[Named object pointing entries]
— Begin —

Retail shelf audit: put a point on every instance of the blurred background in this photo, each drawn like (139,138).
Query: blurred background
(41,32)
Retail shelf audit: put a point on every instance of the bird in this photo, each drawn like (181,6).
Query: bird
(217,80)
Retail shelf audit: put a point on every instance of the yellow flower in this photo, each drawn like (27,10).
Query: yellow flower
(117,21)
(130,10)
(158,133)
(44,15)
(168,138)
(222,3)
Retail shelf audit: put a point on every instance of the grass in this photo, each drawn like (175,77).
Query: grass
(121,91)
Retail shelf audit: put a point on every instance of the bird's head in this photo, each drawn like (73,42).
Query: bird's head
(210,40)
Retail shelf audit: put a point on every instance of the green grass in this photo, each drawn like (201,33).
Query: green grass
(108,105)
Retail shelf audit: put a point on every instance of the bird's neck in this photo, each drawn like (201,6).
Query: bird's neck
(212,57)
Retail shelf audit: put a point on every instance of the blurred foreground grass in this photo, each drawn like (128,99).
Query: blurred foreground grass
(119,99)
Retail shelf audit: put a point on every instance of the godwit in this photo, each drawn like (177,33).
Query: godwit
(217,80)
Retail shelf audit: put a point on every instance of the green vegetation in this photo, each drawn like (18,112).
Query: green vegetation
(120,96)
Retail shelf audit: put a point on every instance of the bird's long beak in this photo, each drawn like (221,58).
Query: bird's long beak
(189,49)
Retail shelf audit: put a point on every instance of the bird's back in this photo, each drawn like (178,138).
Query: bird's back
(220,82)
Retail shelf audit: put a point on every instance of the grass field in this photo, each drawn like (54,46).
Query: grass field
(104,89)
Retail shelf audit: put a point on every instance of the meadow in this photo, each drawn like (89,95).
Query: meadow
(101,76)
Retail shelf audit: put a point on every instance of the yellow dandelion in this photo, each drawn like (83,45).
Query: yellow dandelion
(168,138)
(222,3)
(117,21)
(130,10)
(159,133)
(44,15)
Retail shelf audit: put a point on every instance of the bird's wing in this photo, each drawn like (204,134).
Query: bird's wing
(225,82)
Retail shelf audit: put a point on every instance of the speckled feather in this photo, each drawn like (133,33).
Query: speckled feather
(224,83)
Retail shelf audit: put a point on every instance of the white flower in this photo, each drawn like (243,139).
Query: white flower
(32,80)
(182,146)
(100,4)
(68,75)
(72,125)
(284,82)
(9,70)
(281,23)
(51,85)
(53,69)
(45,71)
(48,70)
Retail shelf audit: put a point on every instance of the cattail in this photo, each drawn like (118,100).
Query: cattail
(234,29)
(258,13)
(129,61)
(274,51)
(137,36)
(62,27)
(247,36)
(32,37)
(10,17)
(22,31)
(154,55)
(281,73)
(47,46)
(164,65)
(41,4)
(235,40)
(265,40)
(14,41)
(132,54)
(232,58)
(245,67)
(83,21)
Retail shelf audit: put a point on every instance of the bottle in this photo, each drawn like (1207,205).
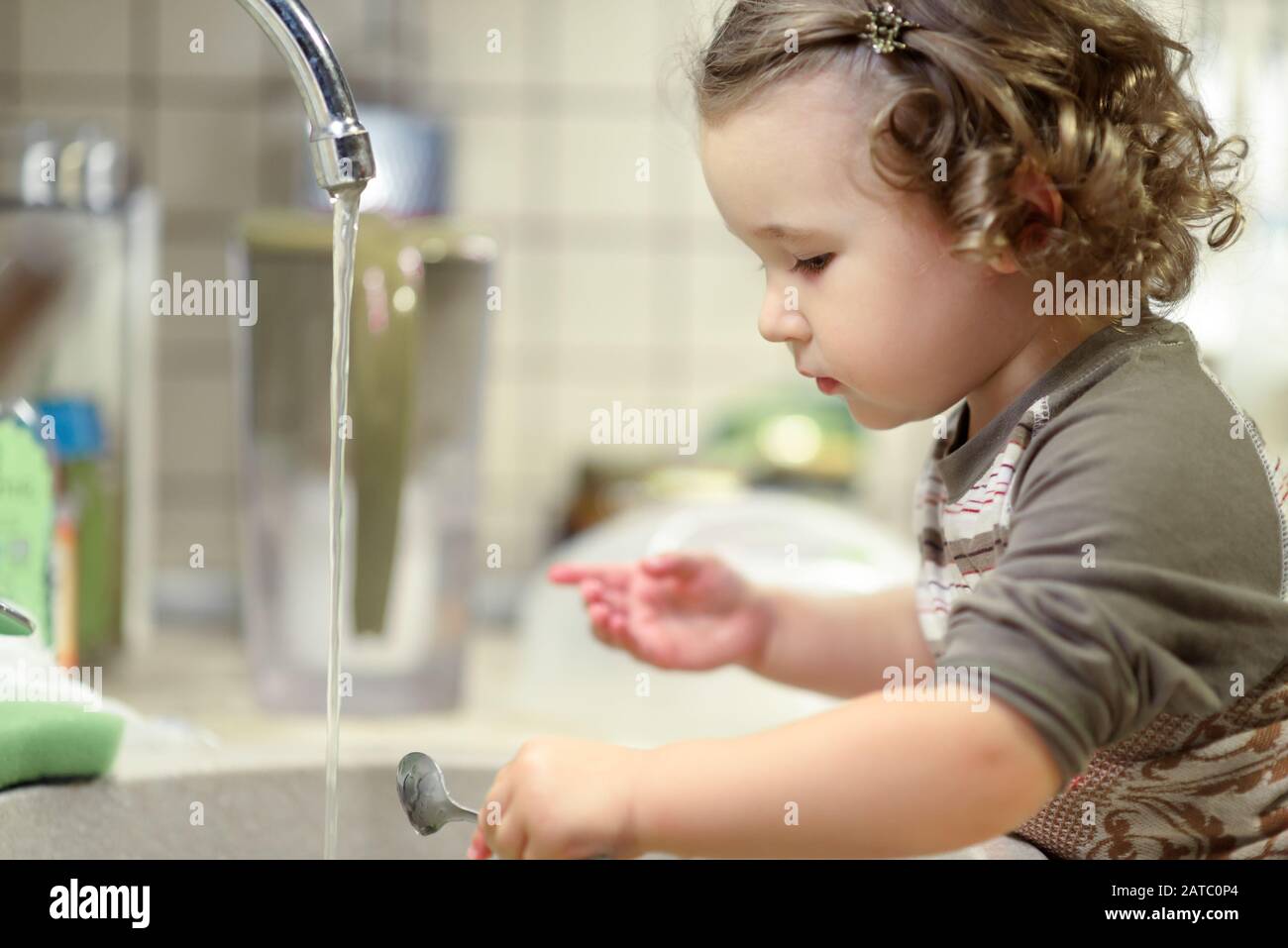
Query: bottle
(26,515)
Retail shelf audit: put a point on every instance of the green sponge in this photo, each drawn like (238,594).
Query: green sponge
(42,741)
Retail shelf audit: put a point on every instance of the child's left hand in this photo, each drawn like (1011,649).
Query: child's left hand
(562,798)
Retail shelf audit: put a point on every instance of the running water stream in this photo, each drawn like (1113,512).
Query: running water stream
(346,237)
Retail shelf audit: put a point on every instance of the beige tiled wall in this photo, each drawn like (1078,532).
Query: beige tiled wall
(612,287)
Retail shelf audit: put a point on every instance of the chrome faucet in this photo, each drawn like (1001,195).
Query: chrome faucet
(340,146)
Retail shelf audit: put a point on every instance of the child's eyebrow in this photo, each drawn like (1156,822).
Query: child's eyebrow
(784,232)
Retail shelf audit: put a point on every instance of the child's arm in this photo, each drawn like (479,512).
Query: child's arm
(840,644)
(868,780)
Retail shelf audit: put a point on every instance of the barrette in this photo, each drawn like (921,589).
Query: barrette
(885,25)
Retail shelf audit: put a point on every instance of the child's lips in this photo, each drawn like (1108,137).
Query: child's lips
(825,382)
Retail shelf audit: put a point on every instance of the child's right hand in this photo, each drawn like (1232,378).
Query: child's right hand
(674,610)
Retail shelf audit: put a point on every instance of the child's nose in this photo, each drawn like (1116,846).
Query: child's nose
(781,320)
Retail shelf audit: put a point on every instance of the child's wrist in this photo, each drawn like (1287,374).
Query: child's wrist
(765,608)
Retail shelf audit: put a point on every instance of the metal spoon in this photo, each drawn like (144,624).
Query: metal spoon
(424,794)
(425,800)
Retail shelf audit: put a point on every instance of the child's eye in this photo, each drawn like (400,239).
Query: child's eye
(812,264)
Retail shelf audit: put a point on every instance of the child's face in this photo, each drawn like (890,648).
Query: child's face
(902,327)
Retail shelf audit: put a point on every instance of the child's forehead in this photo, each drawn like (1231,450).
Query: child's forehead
(804,142)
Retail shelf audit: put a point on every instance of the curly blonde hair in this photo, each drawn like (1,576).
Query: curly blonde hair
(1089,90)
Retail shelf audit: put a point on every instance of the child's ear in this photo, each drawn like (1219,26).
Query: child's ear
(1046,206)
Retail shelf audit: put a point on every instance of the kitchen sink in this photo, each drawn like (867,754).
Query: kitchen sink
(261,814)
(252,814)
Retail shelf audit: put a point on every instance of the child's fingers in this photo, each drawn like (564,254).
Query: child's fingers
(609,575)
(677,565)
(478,848)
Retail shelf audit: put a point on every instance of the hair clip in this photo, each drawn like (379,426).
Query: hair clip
(885,26)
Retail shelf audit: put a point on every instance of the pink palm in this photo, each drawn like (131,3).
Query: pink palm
(673,610)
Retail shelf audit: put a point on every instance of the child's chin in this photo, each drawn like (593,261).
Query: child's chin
(874,417)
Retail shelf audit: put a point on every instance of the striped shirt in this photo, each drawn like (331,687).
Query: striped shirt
(1113,548)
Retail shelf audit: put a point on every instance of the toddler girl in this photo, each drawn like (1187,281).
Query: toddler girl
(977,211)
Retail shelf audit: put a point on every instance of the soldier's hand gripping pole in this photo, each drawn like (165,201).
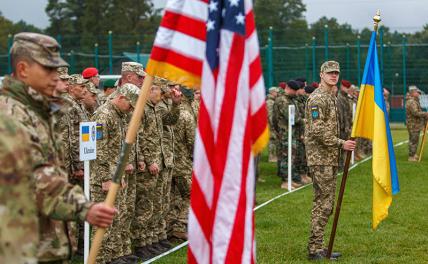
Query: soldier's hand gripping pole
(421,152)
(130,139)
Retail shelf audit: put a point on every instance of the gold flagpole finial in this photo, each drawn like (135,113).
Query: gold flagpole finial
(376,20)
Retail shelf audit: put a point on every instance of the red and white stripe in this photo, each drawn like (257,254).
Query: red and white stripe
(232,118)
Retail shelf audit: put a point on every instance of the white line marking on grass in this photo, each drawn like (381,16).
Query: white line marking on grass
(263,205)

— End —

Set task: Omit the pictures. Output every record above word for word.

Exercise answer:
Retail shelf audit: put a point on every instance of the blurred background in this photo, each drawn like (139,138).
Query: blurred background
(41,32)
Retail shelf audit: put a point on every instance of the bird in this photo, each drawn like (181,6).
Query: bird
(217,80)
Retail shelf audit: put a point on every instance of the yellow flower in this photo, each drawn like (27,10).
Query: yellow flower
(117,21)
(130,10)
(158,133)
(44,15)
(168,138)
(222,3)
Retail shelf audit: put a point on every instance of the grass in this photo, each drawn like (175,77).
Query: grass
(121,91)
Retail shelf audit: put a point on every instance of the bird's head in this photo, each drawn like (73,42).
Query: bird's head
(210,40)
Retail shelf audit: put a point on every instance of the green grass in this photo, each drawn like (201,33).
Query: green grass
(108,105)
Retail shelf audit: put a point on every instance of the bird's neck in this photo, each drawn like (201,6).
Query: bird's neck
(212,57)
Retail shelf audit: put a point on every instance of the blurred foreground grass in this photo, each drawn like (128,99).
Query: blurred foreground grass
(119,99)
Retail shelf audit: put a point on every instance of the godwit in this photo, each drawn like (177,33).
Query: godwit
(217,80)
Retail shelf audit: put a point on every instance of the green vegetation in this photo, each drawn like (18,112).
Query: green vegetation
(120,96)
Retail shelf audit: put a point on every instance of the bird's long beak in this photo, each drawn like (221,58).
Query: bird's long beak
(189,49)
Retail shelf audit: put a point on every instance of the bird's back in this photo, each drawn like (178,138).
Query: bird's back
(220,82)
Retail shelf audit: put a point on every instance of the grass field in this photo, each drawn like (54,46).
Query: grass field
(104,89)
Retail shelf audit: put a point on every instance of the meadow in this photo, each drawn like (89,95).
Query: meadow
(101,76)
Retail shelf audit: put a point on every instance of the yellow dandelion in this photo, each drawn like (83,45).
Query: yellow dandelion
(168,138)
(222,3)
(117,21)
(130,10)
(159,133)
(44,15)
Retail shelf audit: put a point on every instance of the bird's wing in this photo, each drawn like (204,134).
Query: bird's wing
(225,82)
Retail shelf audit: put a point on every instance of the speckled feather in this photo, each drawn like (133,33).
Query: speckled feather
(224,83)
Retail shelf audit: put a point on every instance of the white flower in this photo, each drawn like (243,139).
Query: white flower
(32,80)
(182,146)
(100,4)
(68,75)
(72,125)
(284,82)
(9,70)
(281,23)
(51,85)
(53,69)
(45,71)
(48,70)
Retail shelf audit: put a point on every instance of the cattail in this photo, each drawn like (118,100).
Query: cattail
(234,29)
(258,13)
(129,61)
(274,51)
(137,36)
(62,27)
(247,36)
(32,37)
(10,17)
(22,31)
(154,55)
(281,73)
(47,46)
(164,65)
(41,4)
(235,40)
(265,40)
(14,41)
(132,54)
(232,58)
(245,67)
(83,21)
Retail shelf audit: put a point on every instance of the bottle in this photo, each drawn like (1207,205).
Query: bottle
(26,515)
Retail shelf audit: put a point on every instance of the green sponge in this photo, each drawn like (238,594).
Query: green sponge
(42,741)
Retail shelf audit: put a point on every instance of the child's left hand in this photo, each drawn like (1011,649).
Query: child's left hand
(562,798)
Retail shelf audit: put a point on every instance of the running water stream in this photo, each drawn like (1113,512).
Query: running water stream
(346,237)
Retail shelf audit: put a point on every instance of the beige tiled wall in this photo, each drawn like (1078,532).
Query: beige tiled wall
(612,287)
Retail shelf audit: put a point on every instance of the chrome faucet in this photo, each drawn like (1001,195).
Query: chrome faucet
(340,146)
Retail shelf audit: put a point on every instance of the child's eyebrow in this photo, each drawn like (1156,822).
Query: child's eyebrow
(784,232)
Retail shelf audit: put a point on every instance of the child's arm in this photo, each drawn like (479,512).
Query: child's arm
(840,644)
(868,780)
Retail shelf audit: put a point on every instance of the barrette in this photo, each drawn like (921,589).
Query: barrette
(885,25)
Retail shelf audit: put a point on every instance of the child's lips in this photo, each drawn like (1108,137).
Query: child's lips
(825,382)
Retail shelf audit: put a point on every instance of the child's right hand in this photo, each drawn like (1232,378).
Query: child's right hand
(674,610)
Retail shelf audit: put a point on every instance of the child's nose in this photo, each drawn like (1116,846).
Query: child's nose
(781,320)
Retail shelf audit: put a point on every instance of the child's wrist in this photo, each drawn like (1287,374).
Query: child's wrist
(765,608)
Retail shelf audit: put a point on every instance of the metal spoon in this photo, each drawn like (144,624).
Query: metal spoon
(424,794)
(425,800)
Retail shelf audit: put a point on every instance of the child's eye in this photo, each drawn like (400,239).
Query: child's eye
(812,264)
Retail shelf audit: put a point on every instance of the child's face in this photo, each drawn like (890,648).
Query: child's face
(902,327)
Retail shelf audit: put a point on every instance of the child's forehead in this photo, each drawn like (1231,450).
Query: child's forehead
(804,142)
Retail shelf audit: put a point on every instance of the curly blonde hair in this photo, each drawn like (1,576).
Query: curly blonde hair
(1089,90)
Retail shelf audit: put a point on every instance of the child's ear in this photo, each drawn like (1219,26).
Query: child's ear
(1046,206)
Retail shelf audit: put a point on every instance of the kitchen sink in this photo, each drawn like (867,754).
Query: kitchen sink
(261,814)
(252,814)
Retail shelf audit: put a point on every instance of the child's fingers in this photo, each drawn like (564,254).
Query: child's fingers
(609,575)
(677,565)
(478,848)
Retail shelf audit: put a point on every instance of the hair clip in this photo, each drawn like (379,426).
Query: hair clip
(885,26)
Retail shelf audit: put a point on every instance of the pink palm in this photo, each drawn like (131,3).
Query: pink palm
(673,610)
Retail shelf audit: put a point on every instance of the child's chin in this photo, each drawn like (593,261).
Query: child's chin
(874,417)
Retail shelf audit: put a point on every instance of the striped shirt in this photo, each drawn like (331,687).
Query: striped shirt
(1113,548)
Retail shelf audit: put a point on every instance of the toddler girl in this photo, each drawn like (1187,281).
Query: toddler girl
(977,211)
Retail shelf audit: put a point on every instance of the soldier's hand gripping pole in this photo, each drawn like (165,201).
Query: soldier's hand gripping pole
(421,152)
(130,139)
Retail shelf audit: put a point on every instance of the gold flagpole finial in this photo, each drawn like (135,113).
Query: gold flagpole finial
(376,20)
Retail shelf audit: put a point on every instance of the red and white stripe in this photo, each drawn like (257,254).
Query: red and white stripe
(232,118)
Retail shelf audit: put a point on every instance of the white line marking on grass in this photo, each drawn like (381,16).
Query: white line marking on grass
(263,205)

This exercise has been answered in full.